TEXT PASSAGE:
※
A Brief History of the
Bulletin of Atomic Scientists

Bulletin of Atomic Scientists

The founding of the Bulletin of the Atomic Scientists is entwined with the history of the "Manhattan Project"--the top-secret World War II program that developed the atom bomb.

In August 1939, physicist Albert Einstein (later a Bulletin enthusiast) called President Franklin D. Roosevelt's attention to the possibility that "extremely powerful bombs of a new type" could be made from uranium, and that Germany might already be working on a bomb. That letter got the U.S. atom bomb project under way, and by 1945 the Manhattan Project was the largest single scientific and industrial enterprise of the war.

The Metallurgical Laboratory at the University of Chicago, where the first controlled self-sustaining nuclear chain reaction took place on December 2, 1941, was a major nerve center of the project. It was also the birthplace of the Scientists' Movement.

As early as the summer of 1944, a few Met Lab scientists began discussing the long-range consequences of their work. "Nucleonics," they knew, could be used for good or ill. In the Jeffries report, written to Arthur Holly Compton, the metallurgical project director, they predicted that after the war, nuclear science would produce staggering advances in biology and medicine, industry, metallurgy, and agriculture. Nuclear energy might even be used to produce electricity, if costs could be brought under control. But there could also be a worldwide nuclear arms race and wars of unprecedented destruction. They suggested that the United States should give up its nuclear monopoly after the war and push for the international control of nuclear energy. Nuclear weapons should be outlawed so that humankind would be free to reap the peacetime rewards of nuclear energy.

In June 1945, these Met Lab scientists sent the Franck report to Henry L. Stimson, secretary of war. In this report they called for the international control of atomic energy; they also suggested that the use of atom bombs against Japan would so compromise the moral leadership of the United States that international control would be difficult to achieve. If atomic bombs were used without warning, they said, the more probable outcome would be a post-war nuclear arms race. It would be better to arrange a demonstration--to give the Japanese a chance to mull things over before military use of the bombs.

The Franck report had no effect on the prosecution of the war. Indeed, there is no direct evidence that Stimson ever read it. But immediately after the war, many of the same scientists founded the ASC--the Atomic Scientists of Chicago. And they helped organize other Manhattan Project scientists into a nationwide movement to control nuclear energy.

The ASC began publishing the Bulletin in December 1945, after informal discussions in the cafeteria at Stineway's Drugstore on 57th Street. "The American people," said the Bulletin's first editorial, must work "unceasingly for the establishment of international control of atomic weapons, as a first step toward permanent peace."
※
EXTRACTED ENTRIES:
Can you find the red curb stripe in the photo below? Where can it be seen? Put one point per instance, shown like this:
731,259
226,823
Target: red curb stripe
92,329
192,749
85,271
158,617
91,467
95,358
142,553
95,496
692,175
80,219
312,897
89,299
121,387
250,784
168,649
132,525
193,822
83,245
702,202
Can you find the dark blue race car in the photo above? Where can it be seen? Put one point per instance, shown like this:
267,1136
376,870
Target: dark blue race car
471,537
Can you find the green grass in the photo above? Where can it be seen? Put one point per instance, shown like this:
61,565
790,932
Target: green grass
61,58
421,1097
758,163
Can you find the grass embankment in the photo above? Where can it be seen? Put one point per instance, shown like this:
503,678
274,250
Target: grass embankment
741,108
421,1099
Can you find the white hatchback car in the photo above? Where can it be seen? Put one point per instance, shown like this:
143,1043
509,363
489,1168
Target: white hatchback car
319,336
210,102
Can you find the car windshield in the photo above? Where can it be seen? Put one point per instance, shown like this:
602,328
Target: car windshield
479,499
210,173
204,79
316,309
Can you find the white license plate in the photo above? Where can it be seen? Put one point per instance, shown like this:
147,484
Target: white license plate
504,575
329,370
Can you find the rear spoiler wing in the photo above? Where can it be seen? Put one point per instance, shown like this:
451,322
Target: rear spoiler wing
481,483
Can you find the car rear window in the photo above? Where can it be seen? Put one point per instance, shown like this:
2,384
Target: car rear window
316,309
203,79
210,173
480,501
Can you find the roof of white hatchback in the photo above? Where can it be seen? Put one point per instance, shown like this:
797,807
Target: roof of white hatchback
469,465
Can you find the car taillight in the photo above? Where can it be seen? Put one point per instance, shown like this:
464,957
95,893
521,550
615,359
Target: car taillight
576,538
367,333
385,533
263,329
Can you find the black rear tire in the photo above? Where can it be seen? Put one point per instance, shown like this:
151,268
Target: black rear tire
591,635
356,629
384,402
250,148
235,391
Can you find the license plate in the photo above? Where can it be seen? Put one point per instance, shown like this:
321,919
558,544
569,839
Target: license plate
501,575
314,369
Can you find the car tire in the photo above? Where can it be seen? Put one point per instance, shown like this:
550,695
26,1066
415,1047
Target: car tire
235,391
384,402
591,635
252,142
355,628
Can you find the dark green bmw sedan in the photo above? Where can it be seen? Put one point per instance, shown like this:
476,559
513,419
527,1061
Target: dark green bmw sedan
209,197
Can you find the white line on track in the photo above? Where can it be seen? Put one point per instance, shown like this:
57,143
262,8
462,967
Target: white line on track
※
WORK TASK A: In the Bulletin history passage, when did the Atomic Scientists of Chicago begin publishing the Bulletin?
WORK TASK B: Retype everything in the Bulletin history passage from "The Metallurgical Laboratory" down to "the Scientists' Movement.".

WRITTEN REPLY A: December 1945

WRITTEN REPLY B:
The Metallurgical Laboratory at the University of Chicago, where the first controlled self-sustaining nuclear chain reaction took place on December 2, 1941, was a major nerve center of the project. It was also the birthplace of the Scientists' Movement.